*** Fragmento del documento ***

Otros grandes problemas de esta concepción individualista y consumista -protector ante todo del propio interés- que afecta a la sociedad occidental y a tantas familias cristianas, son: la falta de una vivienda digna (n.44), el desarraigo de miles de niños (cuando no la decisión del aborto o problemas como el abuso sexual) (n.45), las migraciones y la precariedad de sus condiciones de vida (n.46), la precaria situación de la atención a personas con discapacidad (n.47), el abandono a los ancianos y la eutanasia (n.48), y la miseria y exclusión social (n.49).
b) En las pautas que ofrece para transformar a la familia en el centro del desarrollo y de la promoción social.
Para superar estos retos, el Papa Francisco propone en primer lugar la transformación de la familia en una genuina “iglesia doméstica” (cf. Lumen Gentium, n.11), que descubra en el amor trinitario un modelo de amor que no se agota en sí mismo sino que tiende a irradiarse: a crear, a redimir y a santificar. En la familia “se aprende la paciencia y el gozo del trabajo, el amor fraterno, el perdón generoso, incluso reiterado, y sobre todo el culto divino por medio de la oración y la ofrenda de la propia vida” (Catecismo de la Iglesia Católica, 1657)»” (n.86). La alianza establecida en el sacramento del matrimonio -frente a los testigos, que simbolizan la presencia de la comunidad cristiana- garantiza que la familia sea siempre un bien para la Iglesia (gran familia de familias) y, a su vez, que la Iglesia sea siempre un bien para la familia (n.87).

*** Datos proporcionados ***

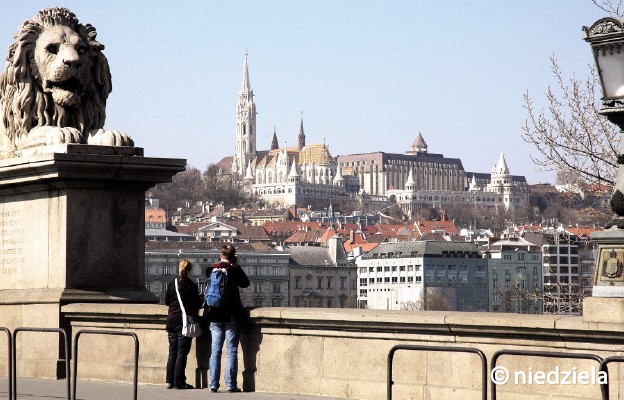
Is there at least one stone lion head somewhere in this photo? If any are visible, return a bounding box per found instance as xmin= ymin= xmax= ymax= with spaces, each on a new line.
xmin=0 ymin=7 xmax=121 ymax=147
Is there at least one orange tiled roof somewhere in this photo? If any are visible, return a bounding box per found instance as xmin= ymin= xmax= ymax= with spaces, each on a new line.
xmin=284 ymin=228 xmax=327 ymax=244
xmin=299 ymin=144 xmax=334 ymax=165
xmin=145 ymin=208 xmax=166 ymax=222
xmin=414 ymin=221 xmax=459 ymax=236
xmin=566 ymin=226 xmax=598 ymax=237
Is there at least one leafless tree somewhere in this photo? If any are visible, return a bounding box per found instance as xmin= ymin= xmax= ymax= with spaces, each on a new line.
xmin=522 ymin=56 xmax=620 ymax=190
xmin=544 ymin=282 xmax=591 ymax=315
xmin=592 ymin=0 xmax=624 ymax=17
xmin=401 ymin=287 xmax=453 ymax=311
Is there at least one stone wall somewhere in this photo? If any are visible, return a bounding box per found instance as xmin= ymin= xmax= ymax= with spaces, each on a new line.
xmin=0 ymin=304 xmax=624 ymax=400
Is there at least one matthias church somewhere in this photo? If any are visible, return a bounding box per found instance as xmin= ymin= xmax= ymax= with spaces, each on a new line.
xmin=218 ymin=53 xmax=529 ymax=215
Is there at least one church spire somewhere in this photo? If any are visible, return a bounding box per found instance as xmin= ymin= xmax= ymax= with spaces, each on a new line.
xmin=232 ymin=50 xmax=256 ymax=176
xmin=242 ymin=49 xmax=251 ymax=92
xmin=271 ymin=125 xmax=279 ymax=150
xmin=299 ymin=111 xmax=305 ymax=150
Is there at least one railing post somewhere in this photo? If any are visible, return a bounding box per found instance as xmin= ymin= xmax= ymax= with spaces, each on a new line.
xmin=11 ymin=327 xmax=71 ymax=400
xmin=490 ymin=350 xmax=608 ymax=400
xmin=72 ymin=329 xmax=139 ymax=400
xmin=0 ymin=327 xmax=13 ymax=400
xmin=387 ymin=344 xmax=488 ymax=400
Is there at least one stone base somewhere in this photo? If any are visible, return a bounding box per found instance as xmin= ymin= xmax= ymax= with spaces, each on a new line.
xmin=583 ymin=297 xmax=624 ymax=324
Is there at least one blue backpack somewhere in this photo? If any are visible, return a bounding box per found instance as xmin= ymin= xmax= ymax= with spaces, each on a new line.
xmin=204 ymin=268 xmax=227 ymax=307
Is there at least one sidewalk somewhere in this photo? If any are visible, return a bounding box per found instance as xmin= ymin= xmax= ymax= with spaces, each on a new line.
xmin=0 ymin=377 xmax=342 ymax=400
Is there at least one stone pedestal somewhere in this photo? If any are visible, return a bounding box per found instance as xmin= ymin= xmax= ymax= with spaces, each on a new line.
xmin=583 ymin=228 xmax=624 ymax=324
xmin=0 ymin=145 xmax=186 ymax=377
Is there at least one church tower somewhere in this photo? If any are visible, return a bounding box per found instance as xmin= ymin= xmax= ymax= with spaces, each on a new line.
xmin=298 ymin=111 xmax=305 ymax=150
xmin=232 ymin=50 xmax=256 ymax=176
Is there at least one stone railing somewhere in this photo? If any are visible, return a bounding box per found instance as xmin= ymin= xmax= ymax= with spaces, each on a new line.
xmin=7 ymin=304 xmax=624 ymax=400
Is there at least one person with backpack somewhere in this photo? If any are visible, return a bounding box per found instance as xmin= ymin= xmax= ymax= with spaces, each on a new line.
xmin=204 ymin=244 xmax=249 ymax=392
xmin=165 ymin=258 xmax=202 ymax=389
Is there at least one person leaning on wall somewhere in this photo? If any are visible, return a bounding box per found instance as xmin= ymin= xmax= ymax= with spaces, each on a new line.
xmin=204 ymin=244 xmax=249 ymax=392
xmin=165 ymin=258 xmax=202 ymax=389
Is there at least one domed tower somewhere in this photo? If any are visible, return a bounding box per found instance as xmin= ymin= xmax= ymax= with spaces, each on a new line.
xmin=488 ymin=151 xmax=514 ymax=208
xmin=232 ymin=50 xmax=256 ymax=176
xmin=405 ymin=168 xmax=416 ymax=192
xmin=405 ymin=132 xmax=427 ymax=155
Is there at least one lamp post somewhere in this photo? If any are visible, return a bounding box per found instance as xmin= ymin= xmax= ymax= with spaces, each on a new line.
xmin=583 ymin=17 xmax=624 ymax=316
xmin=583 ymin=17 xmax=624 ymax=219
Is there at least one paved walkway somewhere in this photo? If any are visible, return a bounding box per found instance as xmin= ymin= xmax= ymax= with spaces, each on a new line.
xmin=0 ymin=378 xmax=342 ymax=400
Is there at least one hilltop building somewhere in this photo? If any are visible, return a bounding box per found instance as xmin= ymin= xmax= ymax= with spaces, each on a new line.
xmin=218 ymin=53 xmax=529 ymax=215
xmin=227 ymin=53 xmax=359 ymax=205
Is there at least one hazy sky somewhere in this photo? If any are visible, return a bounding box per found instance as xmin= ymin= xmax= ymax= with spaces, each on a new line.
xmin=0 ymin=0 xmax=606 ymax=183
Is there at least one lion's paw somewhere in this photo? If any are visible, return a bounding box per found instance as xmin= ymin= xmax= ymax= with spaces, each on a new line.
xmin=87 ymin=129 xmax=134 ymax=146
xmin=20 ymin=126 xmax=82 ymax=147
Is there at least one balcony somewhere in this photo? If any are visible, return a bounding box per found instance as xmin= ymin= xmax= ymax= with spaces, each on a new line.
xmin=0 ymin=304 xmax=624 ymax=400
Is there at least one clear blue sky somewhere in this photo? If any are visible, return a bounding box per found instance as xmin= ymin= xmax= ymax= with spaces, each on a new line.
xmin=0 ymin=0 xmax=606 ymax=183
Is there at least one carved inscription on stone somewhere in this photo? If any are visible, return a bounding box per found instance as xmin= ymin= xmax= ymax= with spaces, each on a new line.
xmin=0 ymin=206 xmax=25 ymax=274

***

Explorar el material:
1. Cita del fragmento sobre la familia el pasaje que va desde "Otros grandes problemas" hasta "exclusión social (n.49).", ambos incluidos.
2. Según el fragmento sobre la familia, ¿qué propone el Papa Francisco en primer lugar para superar estos retos?
3. Prosigue el fragmento sobre la familia a partir del punto en que termina.

Lista de respuestas:
1.
Otros grandes problemas de esta concepción individualista y consumista -protector ante todo del propio interés- que afecta a la sociedad occidental y a tantas familias cristianas, son: la falta de una vivienda digna (n.44), el desarraigo de miles de niños (cuando no la decisión del aborto o problemas como el abuso sexual) (n.45), las migraciones y la precariedad de sus condiciones de vida (n.46), la precaria situación de la atención a personas con discapacidad (n.47), el abandono a los ancianos y la eutanasia (n.48), y la miseria y exclusión social (n.49).

2. La transformación de la familia en una genuina "iglesia doméstica".

3.
Es precisamente en la familia donde nace el amor matrimonial que nutre a la Iglesia y que sirve de principio cristiano para dar sentido a la procreación y educación de los hijos y, consiguientemente, al desarrollo y la promoción de la sociedad. “La belleza del don recíproco y gratuito, la alegría por la vida que nace y el cuidado amoroso de todos sus miembros, desde los pequeños a los ancianos, son sólo algunos de los frutos que hacen única e insustituible la respuesta a la vocación de la familia, tanto para la Iglesia como para la sociedad entera” (n.88).
En segundo lugar, la familia es germen de fecundidad ampliada: “Conviene también recordar que la procreación o la adopción no son las únicas maneras de vivir la fecundidad del amor. Aun la familia con muchos hijos está llamada a dejar su huella en la sociedad donde está inserta, para desarrollar otras formas de fecundidad que son como la prolongación del amor que la sustenta” (n.181). Así la familia descubre su vocación en el amor no solo de puertas para adentro, sino también hacia afuera, hacia la sociedad: “La familia no se debe pensar a sí misma como un recinto llamado a protegerse de la sociedad. No se queda a la espera, sino que sale de sí en la búsqueda solidaria. Así se convierte en un nexo de integración de la persona con la sociedad y en un punto de unión entre lo público y lo privado. Los matrimonios necesitan adquirir una clara y convencida conciencia sobre sus deberes sociales” (n.181).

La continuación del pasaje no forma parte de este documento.